SUPPLIED TEXT »
▶

Within the context of Progressive Jewish values, studying
B’Shallach
a year later, what do we think in retrospect about Israel’s war with Hamas in Gaza? Most Progressive Jews agree that the war resulted from years of Hamas bombardment of the nearly one million inhabitants in the Israeli cities within rocket range of Gaza. Despite its signature on ceasefire agreements, Hamas unilaterally abrogated its commitments. Israel could not avoid military response any more than Britain could, if rockets were being launched on a daily basis from Channel Islands in the direction of Southeast England. Unthinkable today perhaps in Europe, but it was the daily reality for the Southwest region of Israel adjacent to Gaza. Hamas openly advocated the destruction of Israel and rejected – and continues to reject – the Two State Solution.
We Jews hate war. In the Jewish tradition, no matter how justified, military action may take place only within very narrow moral guidelines. We suffered with the inevitable deaths of women, children and men killed inadvertently as the Israeli military targets rocket emplacements, arms depots and other strictly military targets placed in deliberately close proximity to schools, mosques and hospitals. No matter how cautious Israeli military action was, the television coverage of civilian suffering in Gaza won Israel few friends in the world, and enflamed the Arab street in ways which make peace seem less easily attainable.
As progressive Jews we have always been both unequivocal proponents of Israel’s right to exist and of Israel’s responsibility to seek peace seriously with its Arab neighbors. We nuance our support for Israel, reserving the right to criticize those Israeli government policies with which we conscientiously disagree. By and large, we progressive Jews around the world align ourselves with those of our Israeli brothers and sisters who have opposed the “settlements” and with those who have opposed the hijacking of the Jewish People by those who use Torah to defend the most expansionist elements. We refuse to let Judaism be perceived as authentic grounds for expansionism.
We urge the Israeli government to manifest as much expertise in making peace as in its military defense. When war is unavoidable, we advocate every effort to minimize civilian casualties and deaths. We recognize that military victory will never secure peace on any kind of lasting basis.
The war resulted in the virtual cessation of the Hamas rocket bombardment. But Gilad Shalit remains a prisoner, and perceptions of Israel’s moral standing throughout the world have sunk to even lower levels than before the war. Objective analysis would conclude that Hamas won the war from a public relations standpoint.
B’Shallach
speaks eloquently to our quandary about Israel’s war with Hamas in Gaza, both in its Biblical text and in the rabbinic commentaries on the text. As religious Jews, we have to wonder whether there might have been other ways, in retrospect, to secure Israel’s survival. We debate the Israeli government’s tepid response to President Obama’s peace initiatives in the Middle East and his call upon Israel to freeze settlement expansion.
And yet, the foes of Jewish survival remain implacable – from Pharaoh to Amalek to Haman to Hitler to Ahmadinajad. Just to survive Israel has had to become a modern Jewish Sparta. Most of us Progressive Jews feel proud of Israeli military prowess, and few of us would apologize for Israel’s necessity of defending itself over the sixty-two years of its existence.

◀

GIVEN INFORMATION »
▶

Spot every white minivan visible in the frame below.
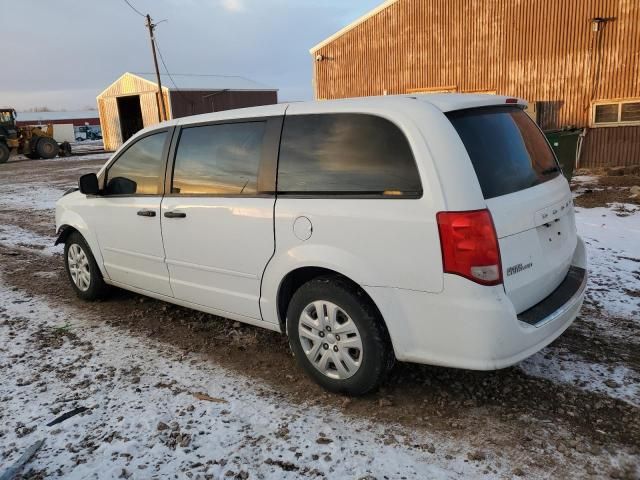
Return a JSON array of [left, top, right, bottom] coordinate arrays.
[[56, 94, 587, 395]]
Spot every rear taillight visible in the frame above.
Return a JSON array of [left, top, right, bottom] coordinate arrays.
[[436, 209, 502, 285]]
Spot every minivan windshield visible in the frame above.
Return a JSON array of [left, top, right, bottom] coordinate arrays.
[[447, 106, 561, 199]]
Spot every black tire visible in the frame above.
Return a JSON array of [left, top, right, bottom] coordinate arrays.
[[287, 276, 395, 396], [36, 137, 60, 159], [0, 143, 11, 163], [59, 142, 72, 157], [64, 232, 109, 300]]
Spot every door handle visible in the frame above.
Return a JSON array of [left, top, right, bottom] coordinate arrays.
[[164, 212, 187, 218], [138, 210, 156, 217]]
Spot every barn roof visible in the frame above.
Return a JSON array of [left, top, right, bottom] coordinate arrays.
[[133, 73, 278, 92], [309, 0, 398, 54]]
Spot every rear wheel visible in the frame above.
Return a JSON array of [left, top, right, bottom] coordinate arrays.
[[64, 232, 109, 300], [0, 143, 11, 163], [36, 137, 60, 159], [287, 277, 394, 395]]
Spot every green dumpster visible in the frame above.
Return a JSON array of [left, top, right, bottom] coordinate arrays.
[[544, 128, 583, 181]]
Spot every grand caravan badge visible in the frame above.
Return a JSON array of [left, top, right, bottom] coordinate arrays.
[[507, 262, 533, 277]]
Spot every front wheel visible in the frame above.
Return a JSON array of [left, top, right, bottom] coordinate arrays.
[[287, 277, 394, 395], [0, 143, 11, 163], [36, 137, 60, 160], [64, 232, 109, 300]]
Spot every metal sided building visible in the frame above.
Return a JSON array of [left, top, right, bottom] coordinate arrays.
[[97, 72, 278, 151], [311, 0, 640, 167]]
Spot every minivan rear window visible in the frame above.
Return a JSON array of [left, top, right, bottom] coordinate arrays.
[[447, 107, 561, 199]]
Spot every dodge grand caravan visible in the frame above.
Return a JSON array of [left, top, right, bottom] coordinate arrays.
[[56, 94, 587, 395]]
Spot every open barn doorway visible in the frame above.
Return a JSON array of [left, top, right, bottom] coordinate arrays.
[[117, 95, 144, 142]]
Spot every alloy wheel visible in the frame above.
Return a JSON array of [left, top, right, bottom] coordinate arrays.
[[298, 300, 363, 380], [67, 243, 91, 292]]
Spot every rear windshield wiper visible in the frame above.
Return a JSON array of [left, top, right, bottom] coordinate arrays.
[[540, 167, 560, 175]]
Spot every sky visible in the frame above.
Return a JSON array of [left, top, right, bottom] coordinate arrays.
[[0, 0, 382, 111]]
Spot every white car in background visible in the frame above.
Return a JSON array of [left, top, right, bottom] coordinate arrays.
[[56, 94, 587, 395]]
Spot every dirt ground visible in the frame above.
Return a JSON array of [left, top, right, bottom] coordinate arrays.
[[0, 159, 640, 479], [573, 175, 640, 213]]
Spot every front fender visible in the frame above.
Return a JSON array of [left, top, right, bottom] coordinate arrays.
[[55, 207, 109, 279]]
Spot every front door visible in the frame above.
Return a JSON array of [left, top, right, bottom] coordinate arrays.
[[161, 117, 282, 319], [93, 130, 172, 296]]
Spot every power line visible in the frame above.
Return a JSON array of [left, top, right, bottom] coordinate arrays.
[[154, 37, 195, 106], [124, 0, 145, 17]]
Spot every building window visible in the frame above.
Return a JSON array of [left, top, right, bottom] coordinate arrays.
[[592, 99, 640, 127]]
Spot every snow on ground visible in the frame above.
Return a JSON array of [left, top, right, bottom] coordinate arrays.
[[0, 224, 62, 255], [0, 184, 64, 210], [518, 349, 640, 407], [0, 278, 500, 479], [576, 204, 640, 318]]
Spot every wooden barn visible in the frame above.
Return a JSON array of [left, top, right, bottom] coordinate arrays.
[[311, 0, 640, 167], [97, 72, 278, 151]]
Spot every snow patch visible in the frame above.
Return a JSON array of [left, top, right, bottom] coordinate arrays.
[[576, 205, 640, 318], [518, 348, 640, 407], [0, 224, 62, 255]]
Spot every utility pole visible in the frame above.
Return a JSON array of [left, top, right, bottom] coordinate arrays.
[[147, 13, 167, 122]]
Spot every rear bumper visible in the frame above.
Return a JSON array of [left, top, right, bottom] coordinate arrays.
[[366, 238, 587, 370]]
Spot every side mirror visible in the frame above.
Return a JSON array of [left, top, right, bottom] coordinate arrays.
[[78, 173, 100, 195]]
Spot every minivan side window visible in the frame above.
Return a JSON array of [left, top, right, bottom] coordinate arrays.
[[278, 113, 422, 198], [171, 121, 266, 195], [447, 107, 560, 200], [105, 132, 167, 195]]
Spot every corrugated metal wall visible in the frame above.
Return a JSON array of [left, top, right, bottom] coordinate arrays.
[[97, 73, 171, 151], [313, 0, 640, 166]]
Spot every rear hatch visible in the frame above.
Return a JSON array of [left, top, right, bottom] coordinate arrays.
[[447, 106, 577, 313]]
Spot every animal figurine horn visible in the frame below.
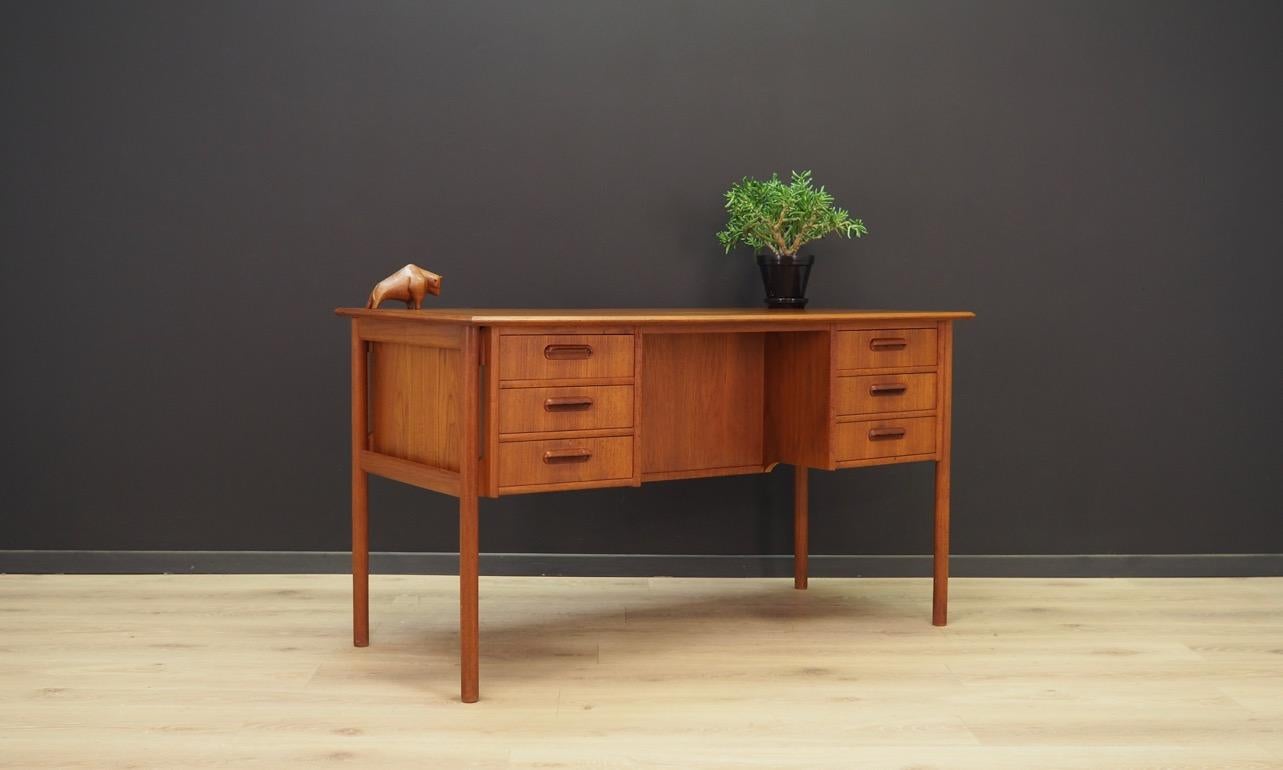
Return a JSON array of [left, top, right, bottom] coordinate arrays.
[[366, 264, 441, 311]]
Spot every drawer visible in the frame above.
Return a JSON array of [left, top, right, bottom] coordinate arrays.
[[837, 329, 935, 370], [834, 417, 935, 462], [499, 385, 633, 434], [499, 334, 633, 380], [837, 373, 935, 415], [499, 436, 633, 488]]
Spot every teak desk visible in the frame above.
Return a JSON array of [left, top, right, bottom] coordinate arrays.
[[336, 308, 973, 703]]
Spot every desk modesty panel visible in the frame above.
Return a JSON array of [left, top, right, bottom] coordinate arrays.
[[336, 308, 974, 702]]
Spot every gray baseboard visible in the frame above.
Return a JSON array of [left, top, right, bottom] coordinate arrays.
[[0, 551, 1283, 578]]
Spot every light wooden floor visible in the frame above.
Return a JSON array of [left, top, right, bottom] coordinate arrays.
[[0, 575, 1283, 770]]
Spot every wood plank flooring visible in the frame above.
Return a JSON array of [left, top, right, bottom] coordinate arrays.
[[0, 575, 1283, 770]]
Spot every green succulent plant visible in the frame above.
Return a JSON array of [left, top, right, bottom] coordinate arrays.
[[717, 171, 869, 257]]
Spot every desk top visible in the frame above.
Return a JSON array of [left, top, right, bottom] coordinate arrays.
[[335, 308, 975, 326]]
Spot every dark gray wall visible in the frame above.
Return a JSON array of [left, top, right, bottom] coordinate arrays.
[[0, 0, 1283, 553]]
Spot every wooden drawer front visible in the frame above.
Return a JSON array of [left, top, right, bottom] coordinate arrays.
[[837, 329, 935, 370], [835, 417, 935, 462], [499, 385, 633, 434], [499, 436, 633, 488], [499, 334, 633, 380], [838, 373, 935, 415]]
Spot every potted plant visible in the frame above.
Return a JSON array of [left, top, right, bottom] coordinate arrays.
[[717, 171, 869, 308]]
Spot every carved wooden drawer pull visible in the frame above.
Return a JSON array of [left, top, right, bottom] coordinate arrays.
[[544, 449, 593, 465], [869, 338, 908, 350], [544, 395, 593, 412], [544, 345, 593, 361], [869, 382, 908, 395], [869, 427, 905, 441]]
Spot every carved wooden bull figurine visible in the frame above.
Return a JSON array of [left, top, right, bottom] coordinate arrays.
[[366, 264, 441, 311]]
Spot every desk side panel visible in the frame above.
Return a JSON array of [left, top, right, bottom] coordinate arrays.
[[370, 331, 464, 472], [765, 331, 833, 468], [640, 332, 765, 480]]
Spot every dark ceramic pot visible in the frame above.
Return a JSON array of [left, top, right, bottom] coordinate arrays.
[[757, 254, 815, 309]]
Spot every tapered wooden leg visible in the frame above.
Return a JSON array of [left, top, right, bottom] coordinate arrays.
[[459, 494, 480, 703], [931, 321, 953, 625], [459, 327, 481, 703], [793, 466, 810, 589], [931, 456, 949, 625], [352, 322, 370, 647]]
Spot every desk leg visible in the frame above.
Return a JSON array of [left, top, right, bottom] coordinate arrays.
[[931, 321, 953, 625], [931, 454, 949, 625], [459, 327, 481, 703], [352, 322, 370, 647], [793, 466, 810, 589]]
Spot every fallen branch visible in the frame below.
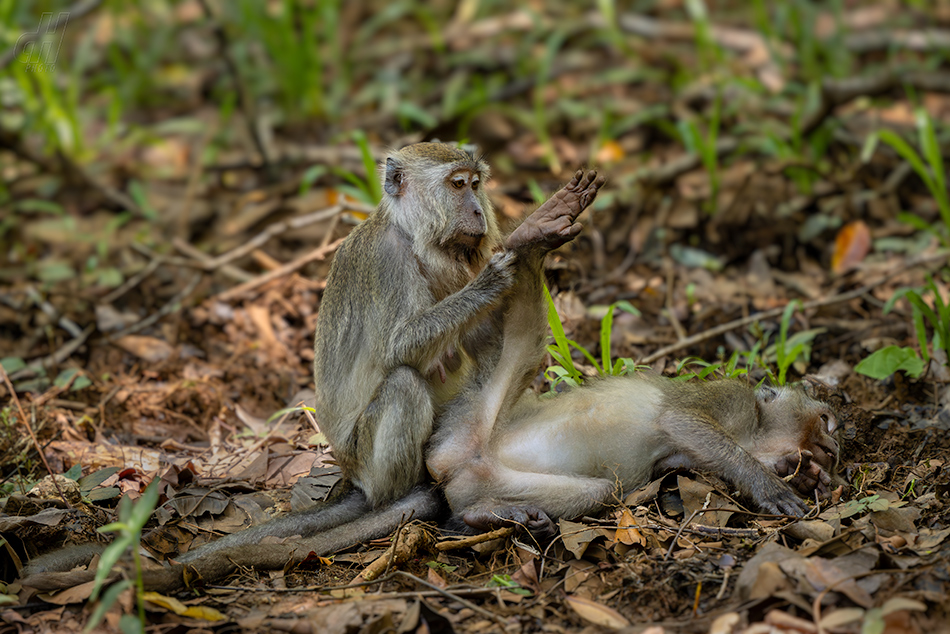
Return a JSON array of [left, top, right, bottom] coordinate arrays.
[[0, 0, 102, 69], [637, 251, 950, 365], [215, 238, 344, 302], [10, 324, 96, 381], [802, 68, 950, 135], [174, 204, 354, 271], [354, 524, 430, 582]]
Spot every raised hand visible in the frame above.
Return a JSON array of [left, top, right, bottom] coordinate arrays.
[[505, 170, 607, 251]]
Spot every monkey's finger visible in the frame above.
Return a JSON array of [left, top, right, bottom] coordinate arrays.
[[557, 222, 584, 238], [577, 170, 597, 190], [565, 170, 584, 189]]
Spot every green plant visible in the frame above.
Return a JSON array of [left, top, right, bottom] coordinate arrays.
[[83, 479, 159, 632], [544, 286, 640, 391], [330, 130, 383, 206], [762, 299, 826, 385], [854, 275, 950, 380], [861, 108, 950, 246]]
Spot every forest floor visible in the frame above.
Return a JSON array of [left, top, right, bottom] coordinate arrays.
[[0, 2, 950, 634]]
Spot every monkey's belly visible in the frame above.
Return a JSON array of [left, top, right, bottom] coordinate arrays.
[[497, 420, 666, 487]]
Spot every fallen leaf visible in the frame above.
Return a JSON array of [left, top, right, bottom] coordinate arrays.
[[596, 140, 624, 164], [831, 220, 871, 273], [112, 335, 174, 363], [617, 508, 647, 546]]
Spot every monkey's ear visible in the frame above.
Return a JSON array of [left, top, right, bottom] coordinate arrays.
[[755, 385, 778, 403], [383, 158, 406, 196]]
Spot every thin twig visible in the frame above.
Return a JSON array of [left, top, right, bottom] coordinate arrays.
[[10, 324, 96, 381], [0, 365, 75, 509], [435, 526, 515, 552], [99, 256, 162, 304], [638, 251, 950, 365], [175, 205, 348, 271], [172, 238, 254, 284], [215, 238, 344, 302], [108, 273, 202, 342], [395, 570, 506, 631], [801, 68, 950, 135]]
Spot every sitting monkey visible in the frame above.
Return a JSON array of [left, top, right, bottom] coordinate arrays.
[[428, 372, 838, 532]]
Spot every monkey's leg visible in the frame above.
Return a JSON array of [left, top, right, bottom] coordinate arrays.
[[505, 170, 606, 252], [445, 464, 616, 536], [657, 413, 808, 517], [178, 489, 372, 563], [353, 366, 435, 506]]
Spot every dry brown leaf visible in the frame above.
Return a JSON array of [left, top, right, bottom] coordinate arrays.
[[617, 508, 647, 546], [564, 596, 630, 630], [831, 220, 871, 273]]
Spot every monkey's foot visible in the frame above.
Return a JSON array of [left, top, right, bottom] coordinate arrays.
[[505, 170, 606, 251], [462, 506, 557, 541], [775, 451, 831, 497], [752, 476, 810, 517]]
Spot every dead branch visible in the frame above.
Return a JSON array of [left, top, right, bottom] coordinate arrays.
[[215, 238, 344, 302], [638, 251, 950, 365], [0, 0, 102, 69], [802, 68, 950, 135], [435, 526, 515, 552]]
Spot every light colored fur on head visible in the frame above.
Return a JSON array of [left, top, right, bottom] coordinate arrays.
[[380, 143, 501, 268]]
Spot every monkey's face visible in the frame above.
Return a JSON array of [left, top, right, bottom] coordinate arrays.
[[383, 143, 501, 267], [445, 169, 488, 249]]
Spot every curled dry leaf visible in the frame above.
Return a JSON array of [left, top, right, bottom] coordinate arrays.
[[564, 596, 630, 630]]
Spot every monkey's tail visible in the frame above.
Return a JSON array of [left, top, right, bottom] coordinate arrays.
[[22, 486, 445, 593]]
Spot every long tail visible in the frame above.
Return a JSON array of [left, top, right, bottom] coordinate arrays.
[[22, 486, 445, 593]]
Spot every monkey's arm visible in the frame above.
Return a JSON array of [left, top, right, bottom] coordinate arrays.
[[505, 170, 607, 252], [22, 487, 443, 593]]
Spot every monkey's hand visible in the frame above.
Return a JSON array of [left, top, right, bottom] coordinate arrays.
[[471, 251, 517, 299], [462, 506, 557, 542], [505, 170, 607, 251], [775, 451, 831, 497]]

◀

THE PROBLEM »
In the B’Shallach commentary, why does the writer hold that Israel could not avoid a military response to Hamas? Answer in one to three sentences.

RESULT FOR THIS EXERCISE »
For years Hamas had fired rockets at the nearly one million people living in Israeli cities within range of Gaza, and it broke the ceasefire agreements it had signed. The writer compares this to Britain, which could not stay passive either if rockets were launched daily from the Channel Islands toward Southeast England.